WORK TO COMPLETE:
**a.** List every emoji shortcode that appears in the Arduino pump thread, such as those wrapped in colons.
**b.** From the Arduino pump thread, copy out word for word the part that opens with the words containing "Suggest you break" and closes with "code as needed.".

DOCUMENT TEXT:
____

The code, broken up into independently running tasks that I use, hopefully you can use it as a model for your own system.

I run the pump for PumpRunTime. I am fine with leaving my house for weeks with the above code.

I use both a motor to pump the water and a solenoid valve energized by a relay. The solenoid is used to stop the siphon formed when the pump is moving water.

Suggest you break you code up into tasks as shown in this tutorial Multi-tasking in Arduino
I use small class to handle the timers/delays see How to write Timers and Delays in Arduino
One thing to note is that it is not a good idea encase timer tests in other logical conditions.
Keep the timers separate and set flags to drive other code as needed.

As i understand millis is an unsigned long so when it overflows it goes back to zero. But that havent happend yet. I think its only been like 3 weeks its been running with no trouble

This should be a clue. If the problem coincided with the pump turning on you likely had a power supply disturbance/transient when the pump started that crashed the Arduino.

More details of the wiring, power supply and motor etc would help. At the very least consider enabling and using the hardware watchdog timer to handle such cases.

1 Like

Wauw :blush: , thanks for all the replies. Ive got some stuff to read about and understand that might help me. If not il make a full diagram for the hole system :smile:

il look into that :smiley:

I don’t remember how many days hex FFFFFFFFH gives. I’ll make code snippet later to find out.

I say You have 49 day and night until wrap around. Test code below.

[code]
unsigned long longTest;
void setup() {
  Serial.begin(115200);
  longTest = 0;
  longTest--;// Force a wrap around backwards.
//                        sec     min   tim    dagar
  Serial.println(longTest / 1000L / 60L / 60L / 24L);
  Serial.println(longTest / 1000L / 60L / 60L);
  Serial.println(longTest / 1000L / 60L );
  Serial.println(longTest / 1000L );
}

void loop() {

  // put your main code here, to run repeatedly:

}
[/code]

Hi, @matti1999
PCB pattern images;

Your PCB is double sided, please make each layer a different colour, RED and Blue.

Tom… :grinning: :+1: :coffee: :australia:

Please post a schematic, I’m surprised you don’t as you have produced a PCB design, even if it is an image of a hand drawing of your project.

____

INFORMATION SUPPLIED:
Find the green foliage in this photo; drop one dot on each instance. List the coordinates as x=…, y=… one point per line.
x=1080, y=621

____

SOLUTION SET:
**a.**
:blush:
:smile:
:smiley:
:grinning:
:+1:
:coffee:
:australia:

**b.**
Suggest you break you code up into tasks as shown in this tutorial Multi-tasking in Arduino
I use small class to handle the timers/delays see How to write Timers and Delays in Arduino
One thing to note is that it is not a good idea encase timer tests in other logical conditions.
Keep the timers separate and set flags to drive other code as needed.